- _Aim of the exercise_
Would you write out, exactly as they stand, all lines from the one containing "TARGET = thumb" through the end of the listing below, and only those?
---------------
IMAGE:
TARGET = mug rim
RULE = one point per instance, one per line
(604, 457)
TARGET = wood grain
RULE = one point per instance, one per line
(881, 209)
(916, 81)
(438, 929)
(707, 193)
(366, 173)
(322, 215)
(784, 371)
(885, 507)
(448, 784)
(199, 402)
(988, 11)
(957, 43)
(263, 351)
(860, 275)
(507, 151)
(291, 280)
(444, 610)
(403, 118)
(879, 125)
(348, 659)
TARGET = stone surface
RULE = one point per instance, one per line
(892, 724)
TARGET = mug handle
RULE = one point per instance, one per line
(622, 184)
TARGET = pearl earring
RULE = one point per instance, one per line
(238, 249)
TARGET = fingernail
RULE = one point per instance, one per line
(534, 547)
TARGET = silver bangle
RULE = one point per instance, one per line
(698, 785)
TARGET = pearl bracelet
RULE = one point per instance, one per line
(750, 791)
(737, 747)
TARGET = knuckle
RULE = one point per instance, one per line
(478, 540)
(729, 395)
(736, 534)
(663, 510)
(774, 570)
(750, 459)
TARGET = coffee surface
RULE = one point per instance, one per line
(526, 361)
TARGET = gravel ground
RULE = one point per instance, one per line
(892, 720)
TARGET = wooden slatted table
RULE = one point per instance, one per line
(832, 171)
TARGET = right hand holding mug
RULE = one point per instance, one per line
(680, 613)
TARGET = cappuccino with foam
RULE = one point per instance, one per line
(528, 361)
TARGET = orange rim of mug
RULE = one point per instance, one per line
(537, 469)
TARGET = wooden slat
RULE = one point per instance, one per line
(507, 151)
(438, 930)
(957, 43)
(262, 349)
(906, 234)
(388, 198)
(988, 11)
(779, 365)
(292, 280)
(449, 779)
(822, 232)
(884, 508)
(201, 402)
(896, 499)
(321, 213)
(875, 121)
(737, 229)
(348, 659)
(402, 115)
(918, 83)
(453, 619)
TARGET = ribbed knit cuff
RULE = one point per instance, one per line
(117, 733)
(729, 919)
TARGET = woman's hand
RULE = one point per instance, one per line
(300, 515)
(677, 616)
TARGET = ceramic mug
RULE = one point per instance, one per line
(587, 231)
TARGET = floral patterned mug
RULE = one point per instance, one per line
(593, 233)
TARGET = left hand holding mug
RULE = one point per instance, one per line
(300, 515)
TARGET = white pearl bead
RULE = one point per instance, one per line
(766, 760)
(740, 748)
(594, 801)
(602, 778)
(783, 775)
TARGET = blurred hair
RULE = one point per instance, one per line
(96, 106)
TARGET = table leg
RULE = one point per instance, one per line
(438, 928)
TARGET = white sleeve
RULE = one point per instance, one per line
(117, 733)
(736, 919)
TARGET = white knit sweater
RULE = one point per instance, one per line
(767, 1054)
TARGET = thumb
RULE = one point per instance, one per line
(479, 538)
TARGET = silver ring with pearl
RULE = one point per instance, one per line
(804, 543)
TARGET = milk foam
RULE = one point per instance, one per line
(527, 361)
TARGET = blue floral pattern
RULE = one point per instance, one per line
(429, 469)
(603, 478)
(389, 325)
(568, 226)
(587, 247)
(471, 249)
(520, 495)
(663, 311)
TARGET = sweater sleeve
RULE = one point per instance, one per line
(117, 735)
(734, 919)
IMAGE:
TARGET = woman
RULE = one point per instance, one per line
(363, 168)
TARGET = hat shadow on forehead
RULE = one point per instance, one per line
---------------
- _The completed task_
TARGET = thumb
RULE = one point per instance, one per line
(479, 538)
TARGET = silver ring with pearl
RULE = one point per instance, one per line
(804, 543)
TARGET = milk foam
RULE = one point per instance, one per line
(527, 361)
TARGET = blue floral pattern
RULE = one point per instance, one per line
(429, 469)
(603, 478)
(389, 325)
(568, 226)
(587, 247)
(471, 249)
(520, 495)
(663, 311)
TARGET = sweater sleeve
RULE = one point per instance, one per line
(117, 735)
(734, 919)
IMAGE:
TARGET = woman
RULE = one point per instance, one per line
(363, 168)
TARGET = hat shadow on forehead
RULE = one point per instance, one per line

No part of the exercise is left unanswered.